Required work: State how many lines of the material below contain the word "ground". Add nothing else.

(Records to process)

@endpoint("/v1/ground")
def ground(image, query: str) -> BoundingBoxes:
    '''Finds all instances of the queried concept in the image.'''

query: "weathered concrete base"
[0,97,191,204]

(End Records to process)

Written solution: 2